Segment Start: Extracted information

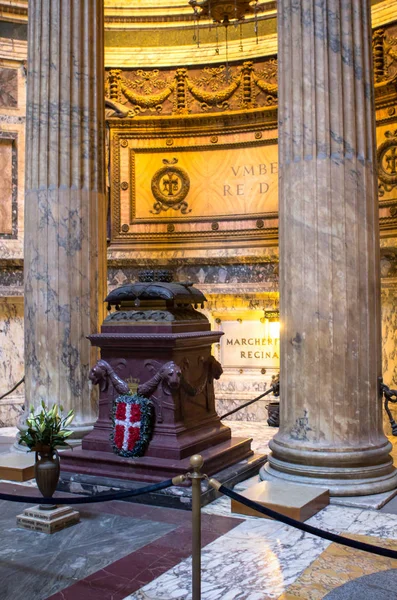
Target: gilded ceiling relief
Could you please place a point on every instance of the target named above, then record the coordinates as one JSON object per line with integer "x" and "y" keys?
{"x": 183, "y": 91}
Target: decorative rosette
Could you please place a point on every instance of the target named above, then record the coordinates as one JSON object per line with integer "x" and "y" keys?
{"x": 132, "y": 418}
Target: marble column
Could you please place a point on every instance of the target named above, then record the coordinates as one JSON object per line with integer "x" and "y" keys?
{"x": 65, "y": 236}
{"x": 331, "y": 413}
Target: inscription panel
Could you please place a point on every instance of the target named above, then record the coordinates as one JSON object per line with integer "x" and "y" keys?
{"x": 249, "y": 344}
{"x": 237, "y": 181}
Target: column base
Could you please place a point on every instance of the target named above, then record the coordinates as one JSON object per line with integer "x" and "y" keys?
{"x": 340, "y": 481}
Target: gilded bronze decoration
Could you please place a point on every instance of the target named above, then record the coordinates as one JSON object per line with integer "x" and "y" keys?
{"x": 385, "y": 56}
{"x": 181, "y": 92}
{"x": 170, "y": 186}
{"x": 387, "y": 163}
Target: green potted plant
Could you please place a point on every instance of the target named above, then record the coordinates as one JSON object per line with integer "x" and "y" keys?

Segment End: Extracted information

What is required:
An exact copy of the entries above is required, with the pictures left out.

Task answer:
Target: gilded ceiling relief
Could you please place a point on every instance of the target named above, then record the coordinates as one JSON object per line with integer "x" and "y" keys?
{"x": 183, "y": 91}
Target: decorative rosette
Could you please place a point on every instance of the target named above, then record the coordinates as one JSON object per line with integer "x" and "y" keys?
{"x": 132, "y": 418}
Target: marble column
Could you please place a point on every instance of the target named above, then record the coordinates as one JSON object per line with integer "x" and "y" keys?
{"x": 65, "y": 236}
{"x": 331, "y": 413}
Target: inscription panel
Could you please place a point on every instance of the target named above, then record the coordinates as one JSON object per line with integer "x" and "y" keys?
{"x": 249, "y": 344}
{"x": 237, "y": 181}
Target: column base
Could you please place a point on every instance of the target named above, then record the coordinates as one JSON object per line with integer "x" and "y" keys?
{"x": 340, "y": 481}
Target: gilded bronze decoration
Could you please place a point on every instance of the target named above, then record the coordinates as one JSON object per line with integer "x" and "y" keys?
{"x": 385, "y": 56}
{"x": 181, "y": 92}
{"x": 170, "y": 186}
{"x": 387, "y": 163}
Target: green potted plant
Could you please place a point on every instance of the target named above, then record the coordinates as one JSON object per line with integer "x" and "y" keys?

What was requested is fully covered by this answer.